◆ Assigned task 1 ◆
In the article on Palau's shark sanctuary, who is named as Palau's president?
◆ Assigned task 2 ◆
Extend the article on Palau's shark sanctuary by writing what comes after its last sentence.

◆ Reading passage ◆

The tiny Pacific nation of Palau is creating the world's first shark sanctuary, a biological hotspot to protect Great Hammerheads, Leopard Sharks, Oceanic Whitetip Sharks and more than 130 other species fighting extinction in the Pacific Ocean.
But with only one boat to patrol 240,000 square of Palau's newly protected waters - including its exclusive economic zone, or EEZ, that extends 200 miles from its coastline - enforcement of the new measure could be almost like swimming against the tide.
Palau's president, who is to announce the news to the U.N. General Assembly today, acknowledges the difficulty of patrolling ocean waters nearly the size of Texas or France with a single boat. But he hopes others will respect Palauan territorial waters - and that the shark haven inspires more such conservation efforts globally.
"Palau will declare its territorial waters and extended economic zone to be the first officially recognized sanctuary for sharks," Palauan President Johnson Toribiong said.
Shark fishing has grown rapidly since the mid-1980s, driven by a rising demand - mainly in China - for shark fin soup, a highly prized symbol of wealth. Because of their long life spans and low fertility rates, sharks are vulnerable to overfishing.

◆ Supplied data ◆
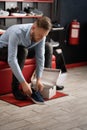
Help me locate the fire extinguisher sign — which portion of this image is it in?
[71,29,79,38]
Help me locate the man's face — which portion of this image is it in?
[31,25,49,42]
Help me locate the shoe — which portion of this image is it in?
[12,89,27,101]
[30,88,44,105]
[56,85,64,90]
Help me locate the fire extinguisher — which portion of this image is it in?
[69,19,80,45]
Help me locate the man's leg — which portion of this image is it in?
[45,42,53,68]
[12,46,28,100]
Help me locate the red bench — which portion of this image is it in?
[0,56,56,95]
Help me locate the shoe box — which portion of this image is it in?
[31,68,61,99]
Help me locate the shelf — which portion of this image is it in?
[0,16,42,19]
[0,0,54,3]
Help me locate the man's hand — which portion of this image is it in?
[36,79,44,92]
[21,81,32,96]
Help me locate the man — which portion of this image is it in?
[27,42,65,90]
[0,16,52,100]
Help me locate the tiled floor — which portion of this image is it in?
[0,66,87,130]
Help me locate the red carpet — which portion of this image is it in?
[0,92,67,107]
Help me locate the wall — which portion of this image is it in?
[52,0,87,63]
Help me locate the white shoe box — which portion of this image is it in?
[31,68,61,99]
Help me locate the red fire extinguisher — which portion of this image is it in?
[69,20,80,45]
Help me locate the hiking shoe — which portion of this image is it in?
[12,89,27,101]
[30,88,44,105]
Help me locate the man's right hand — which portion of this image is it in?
[21,81,32,96]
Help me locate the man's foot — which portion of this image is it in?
[30,88,44,105]
[12,89,27,100]
[56,85,64,90]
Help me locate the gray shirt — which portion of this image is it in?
[0,23,46,82]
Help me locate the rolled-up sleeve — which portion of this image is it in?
[35,38,45,78]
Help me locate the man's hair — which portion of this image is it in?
[36,16,52,30]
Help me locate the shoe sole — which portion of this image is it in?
[30,98,45,105]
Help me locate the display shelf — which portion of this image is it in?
[0,0,54,3]
[0,16,42,19]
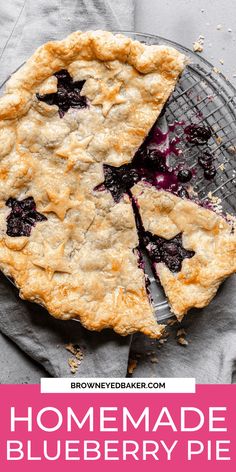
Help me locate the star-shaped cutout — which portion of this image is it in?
[56,134,93,171]
[32,242,72,279]
[92,83,126,116]
[6,197,47,237]
[36,69,88,118]
[143,232,195,272]
[43,188,78,220]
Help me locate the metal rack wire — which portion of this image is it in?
[118,32,236,321]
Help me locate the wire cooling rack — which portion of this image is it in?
[116,31,236,321]
[0,31,236,321]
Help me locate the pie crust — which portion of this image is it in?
[0,31,186,338]
[132,183,236,321]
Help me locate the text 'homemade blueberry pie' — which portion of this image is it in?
[0,31,236,338]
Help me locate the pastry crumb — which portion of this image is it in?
[65,343,84,361]
[228,146,236,154]
[65,343,84,374]
[178,336,188,346]
[68,357,79,374]
[177,328,187,336]
[167,319,178,326]
[150,356,158,364]
[193,41,203,52]
[177,328,188,346]
[128,359,138,375]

◆ Expected answer 1 ◆
Johnson Toribiong

◆ Expected answer 2 ◆
Within its EEZ, a nation may regulate fisheries and scientific research and develop other economic efforts. The U.N.'s Food and Agriculture Organization estimates more than half of highly migratory sharks are overexploited or depleted.
Toribiong said a recent flyover by Australian aircraft showed more than 70 vessels fishing Palau's waters, many of them illegally.
"We'll do the very best we can, given our resources," he said. "The purpose of this is to call attention to the world to the killing of sharks for commercial purposes, including to get the fins to make shark fin soups, and then they throw the bodies in the water."
Palau is one of the world's smallest countries, with about 20,000 people scattered over a 190-square-mile archipelago of lush tropical landscapes in the Western Pacific.
Its shark sanctuary will shelter more than 135 Western Pacific species of sharks and rays considered endangered or vulnerable, or for which there is not enough data to determine how the species is faring.